• _Data for this exercise_:
## start

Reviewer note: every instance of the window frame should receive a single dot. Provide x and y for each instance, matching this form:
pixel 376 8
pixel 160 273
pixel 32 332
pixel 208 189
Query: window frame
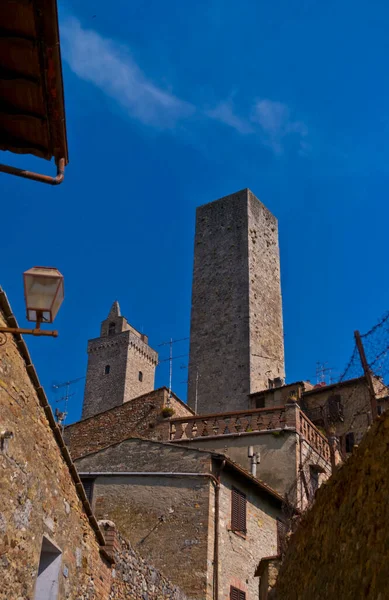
pixel 236 593
pixel 238 512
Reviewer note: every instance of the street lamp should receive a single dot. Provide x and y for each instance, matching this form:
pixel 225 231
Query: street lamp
pixel 43 293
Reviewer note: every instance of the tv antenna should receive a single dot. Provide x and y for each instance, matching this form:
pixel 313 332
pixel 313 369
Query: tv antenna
pixel 171 358
pixel 61 415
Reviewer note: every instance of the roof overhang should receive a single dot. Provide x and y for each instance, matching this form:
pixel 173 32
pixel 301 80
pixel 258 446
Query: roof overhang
pixel 32 110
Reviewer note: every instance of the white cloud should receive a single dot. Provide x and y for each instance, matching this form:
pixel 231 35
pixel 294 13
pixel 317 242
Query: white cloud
pixel 277 125
pixel 225 114
pixel 110 67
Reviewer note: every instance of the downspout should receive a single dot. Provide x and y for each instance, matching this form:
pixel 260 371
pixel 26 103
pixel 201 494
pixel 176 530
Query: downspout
pixel 216 541
pixel 37 176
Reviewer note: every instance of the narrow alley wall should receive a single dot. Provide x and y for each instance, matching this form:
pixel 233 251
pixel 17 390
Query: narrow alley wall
pixel 341 548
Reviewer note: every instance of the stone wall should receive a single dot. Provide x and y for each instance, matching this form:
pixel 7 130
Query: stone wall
pixel 38 496
pixel 164 517
pixel 43 503
pixel 133 577
pixel 236 339
pixel 124 355
pixel 341 548
pixel 141 417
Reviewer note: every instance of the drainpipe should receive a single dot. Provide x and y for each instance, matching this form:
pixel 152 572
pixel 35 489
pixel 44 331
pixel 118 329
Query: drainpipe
pixel 216 541
pixel 37 176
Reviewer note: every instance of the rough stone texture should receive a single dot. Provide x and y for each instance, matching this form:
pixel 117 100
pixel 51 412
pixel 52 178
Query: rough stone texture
pixel 127 354
pixel 157 513
pixel 341 548
pixel 165 518
pixel 236 340
pixel 239 556
pixel 280 460
pixel 135 579
pixel 38 497
pixel 140 417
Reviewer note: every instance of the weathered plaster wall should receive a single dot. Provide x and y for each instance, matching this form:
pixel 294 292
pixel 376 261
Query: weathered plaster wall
pixel 278 467
pixel 341 548
pixel 141 417
pixel 239 556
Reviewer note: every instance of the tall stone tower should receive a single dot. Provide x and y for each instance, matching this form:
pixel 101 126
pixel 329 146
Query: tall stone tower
pixel 121 365
pixel 236 337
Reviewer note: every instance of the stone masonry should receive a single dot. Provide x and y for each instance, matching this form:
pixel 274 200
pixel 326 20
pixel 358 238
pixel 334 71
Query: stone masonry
pixel 236 339
pixel 43 504
pixel 121 365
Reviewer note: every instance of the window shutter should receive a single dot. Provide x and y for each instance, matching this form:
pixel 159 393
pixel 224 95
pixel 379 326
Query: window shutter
pixel 236 594
pixel 88 487
pixel 281 536
pixel 238 512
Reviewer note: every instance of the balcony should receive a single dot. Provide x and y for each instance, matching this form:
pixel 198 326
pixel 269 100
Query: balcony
pixel 258 420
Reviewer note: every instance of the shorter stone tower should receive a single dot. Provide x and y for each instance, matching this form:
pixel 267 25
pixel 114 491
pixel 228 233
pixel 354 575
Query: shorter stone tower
pixel 121 365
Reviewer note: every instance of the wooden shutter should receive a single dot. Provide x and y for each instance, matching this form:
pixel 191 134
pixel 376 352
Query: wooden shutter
pixel 88 487
pixel 282 530
pixel 236 594
pixel 238 511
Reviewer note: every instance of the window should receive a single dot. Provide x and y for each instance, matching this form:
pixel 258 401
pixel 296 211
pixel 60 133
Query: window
pixel 350 441
pixel 314 473
pixel 260 402
pixel 87 482
pixel 282 530
pixel 238 511
pixel 236 594
pixel 48 571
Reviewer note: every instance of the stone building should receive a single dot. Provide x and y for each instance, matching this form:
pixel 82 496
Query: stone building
pixel 199 517
pixel 51 545
pixel 341 547
pixel 121 365
pixel 236 335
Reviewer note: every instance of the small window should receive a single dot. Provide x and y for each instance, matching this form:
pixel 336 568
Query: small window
pixel 238 511
pixel 260 402
pixel 87 482
pixel 350 441
pixel 236 594
pixel 314 474
pixel 47 583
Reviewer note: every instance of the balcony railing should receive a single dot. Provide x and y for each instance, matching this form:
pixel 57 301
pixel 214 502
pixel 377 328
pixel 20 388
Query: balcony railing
pixel 250 421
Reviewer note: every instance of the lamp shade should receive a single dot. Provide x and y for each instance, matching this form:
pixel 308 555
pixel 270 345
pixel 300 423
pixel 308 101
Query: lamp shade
pixel 43 292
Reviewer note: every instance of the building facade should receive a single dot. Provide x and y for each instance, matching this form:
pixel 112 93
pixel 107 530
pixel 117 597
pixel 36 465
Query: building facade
pixel 236 336
pixel 200 518
pixel 121 365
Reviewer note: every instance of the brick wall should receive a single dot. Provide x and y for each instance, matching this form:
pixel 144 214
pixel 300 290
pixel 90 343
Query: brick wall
pixel 140 417
pixel 133 577
pixel 341 548
pixel 164 517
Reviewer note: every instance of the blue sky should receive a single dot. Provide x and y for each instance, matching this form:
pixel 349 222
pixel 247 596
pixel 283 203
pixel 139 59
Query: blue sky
pixel 173 104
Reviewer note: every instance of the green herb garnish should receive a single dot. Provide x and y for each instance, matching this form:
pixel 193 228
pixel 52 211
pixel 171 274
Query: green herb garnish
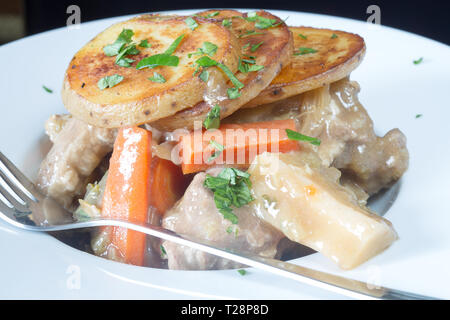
pixel 191 23
pixel 256 46
pixel 242 272
pixel 217 153
pixel 294 135
pixel 250 33
pixel 418 61
pixel 123 39
pixel 213 14
pixel 206 62
pixel 212 120
pixel 162 59
pixel 226 22
pixel 121 60
pixel 156 60
pixel 261 22
pixel 163 251
pixel 109 81
pixel 47 89
pixel 246 65
pixel 301 51
pixel 174 45
pixel 233 93
pixel 144 44
pixel 207 48
pixel 231 187
pixel 157 78
pixel 204 76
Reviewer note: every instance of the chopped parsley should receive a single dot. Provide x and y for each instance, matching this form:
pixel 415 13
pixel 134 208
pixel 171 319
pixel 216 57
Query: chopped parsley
pixel 47 89
pixel 248 65
pixel 174 45
pixel 121 48
pixel 261 22
pixel 109 81
pixel 256 46
pixel 212 120
pixel 302 50
pixel 163 252
pixel 123 61
pixel 212 14
pixel 226 22
pixel 162 59
pixel 250 33
pixel 217 153
pixel 144 44
pixel 206 62
pixel 242 272
pixel 294 135
pixel 207 48
pixel 191 23
pixel 231 187
pixel 233 93
pixel 157 78
pixel 204 76
pixel 418 61
pixel 123 39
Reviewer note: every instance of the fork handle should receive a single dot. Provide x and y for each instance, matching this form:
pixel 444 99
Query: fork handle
pixel 337 284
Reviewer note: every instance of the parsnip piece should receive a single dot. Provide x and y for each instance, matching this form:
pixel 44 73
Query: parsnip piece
pixel 304 200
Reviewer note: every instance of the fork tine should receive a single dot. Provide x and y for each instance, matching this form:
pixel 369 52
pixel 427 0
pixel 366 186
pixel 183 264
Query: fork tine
pixel 12 200
pixel 16 189
pixel 7 210
pixel 22 180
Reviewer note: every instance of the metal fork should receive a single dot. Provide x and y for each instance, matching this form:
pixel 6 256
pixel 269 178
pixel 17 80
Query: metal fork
pixel 25 207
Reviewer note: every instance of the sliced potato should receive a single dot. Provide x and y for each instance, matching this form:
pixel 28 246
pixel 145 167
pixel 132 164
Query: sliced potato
pixel 137 100
pixel 338 54
pixel 303 199
pixel 274 52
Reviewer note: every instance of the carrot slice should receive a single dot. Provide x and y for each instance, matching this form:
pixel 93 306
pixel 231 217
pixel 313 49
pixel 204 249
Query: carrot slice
pixel 126 194
pixel 240 143
pixel 167 184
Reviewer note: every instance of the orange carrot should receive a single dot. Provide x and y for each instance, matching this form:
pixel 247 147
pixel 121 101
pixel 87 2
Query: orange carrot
pixel 167 184
pixel 126 194
pixel 240 144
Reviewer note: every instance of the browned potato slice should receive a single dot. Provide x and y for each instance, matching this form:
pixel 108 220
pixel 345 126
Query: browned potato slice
pixel 335 58
pixel 274 53
pixel 137 100
pixel 304 200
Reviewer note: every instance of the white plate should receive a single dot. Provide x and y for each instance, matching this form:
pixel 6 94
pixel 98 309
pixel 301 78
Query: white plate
pixel 394 90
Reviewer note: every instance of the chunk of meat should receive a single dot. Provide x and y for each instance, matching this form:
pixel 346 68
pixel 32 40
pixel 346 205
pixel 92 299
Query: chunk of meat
pixel 349 142
pixel 196 215
pixel 334 114
pixel 77 151
pixel 300 197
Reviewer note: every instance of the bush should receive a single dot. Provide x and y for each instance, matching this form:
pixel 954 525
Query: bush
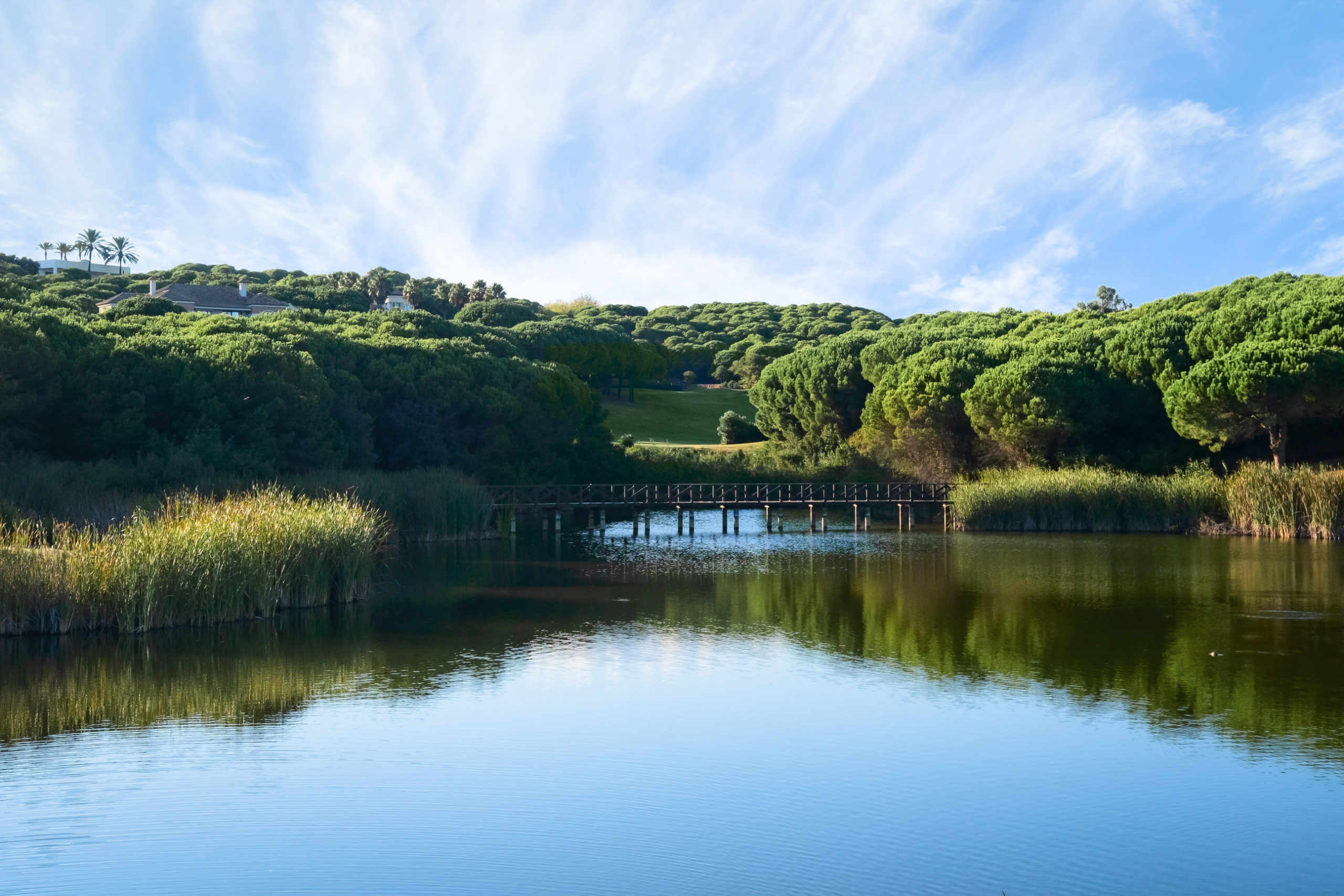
pixel 502 312
pixel 736 429
pixel 144 305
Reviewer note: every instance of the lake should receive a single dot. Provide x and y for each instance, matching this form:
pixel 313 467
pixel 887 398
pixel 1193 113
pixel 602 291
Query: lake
pixel 893 712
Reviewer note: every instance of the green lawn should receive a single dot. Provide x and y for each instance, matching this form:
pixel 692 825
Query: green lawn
pixel 678 418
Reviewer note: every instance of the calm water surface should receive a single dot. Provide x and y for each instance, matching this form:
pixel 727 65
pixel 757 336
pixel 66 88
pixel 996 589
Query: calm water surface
pixel 877 714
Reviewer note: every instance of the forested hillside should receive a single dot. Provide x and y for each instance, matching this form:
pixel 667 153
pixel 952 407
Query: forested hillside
pixel 1238 367
pixel 503 387
pixel 499 387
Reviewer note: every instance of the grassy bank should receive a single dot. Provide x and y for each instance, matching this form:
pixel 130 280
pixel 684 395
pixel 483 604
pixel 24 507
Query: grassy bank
pixel 676 418
pixel 1088 500
pixel 423 504
pixel 1258 500
pixel 197 561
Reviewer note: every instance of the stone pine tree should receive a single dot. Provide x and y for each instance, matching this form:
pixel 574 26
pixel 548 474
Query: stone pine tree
pixel 1257 388
pixel 1108 300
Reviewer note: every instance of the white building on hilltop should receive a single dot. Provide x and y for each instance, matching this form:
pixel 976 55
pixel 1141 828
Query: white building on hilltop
pixel 212 300
pixel 57 265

## end

Copy the data above word for word, from the line containing "Reviewer note: every instance of the tall" through the line containing "pixel 48 571", with both of those lines included.

• _Correct result_:
Reviewer note: every instance of the tall stone tower should receive a single dot. Provide x and y for each instance, matching this form:
pixel 101 126
pixel 329 146
Query: tall stone tower
pixel 121 365
pixel 236 337
Reviewer note: every instance of the stone masonry should receive a single dot. Provide x and y for each instance, matching this form:
pixel 274 200
pixel 326 20
pixel 358 238
pixel 334 71
Query: stone masonry
pixel 236 339
pixel 43 504
pixel 121 365
Reviewer note: every instance of the window shutter should receive a single dot. Provide x and y for each instance, matching this form:
pixel 159 393
pixel 224 95
pixel 379 326
Query: window shutter
pixel 236 594
pixel 88 487
pixel 281 536
pixel 238 512
Reviewer note: every instance of the balcony should receive a single dot. Provide x and y for each instance, matching this form:
pixel 198 326
pixel 269 100
Query: balcony
pixel 258 420
Reviewer note: every instance of the shorter stone tower should receive a single dot. Provide x and y for each instance, matching this form:
pixel 267 25
pixel 114 491
pixel 228 233
pixel 354 575
Query: shorter stone tower
pixel 121 365
Reviewer note: every instance of the wooden shutter should receive a single dot. Provide x and y for each instance, matching this form:
pixel 191 134
pixel 376 352
Query: wooden shutter
pixel 88 487
pixel 282 530
pixel 236 594
pixel 238 511
Reviewer note: every instance of the window should receive a single dot. Provide x and y for each instance, matching this form:
pixel 258 401
pixel 296 211
pixel 60 133
Query: window
pixel 350 441
pixel 314 473
pixel 260 402
pixel 87 482
pixel 282 530
pixel 238 511
pixel 236 594
pixel 48 571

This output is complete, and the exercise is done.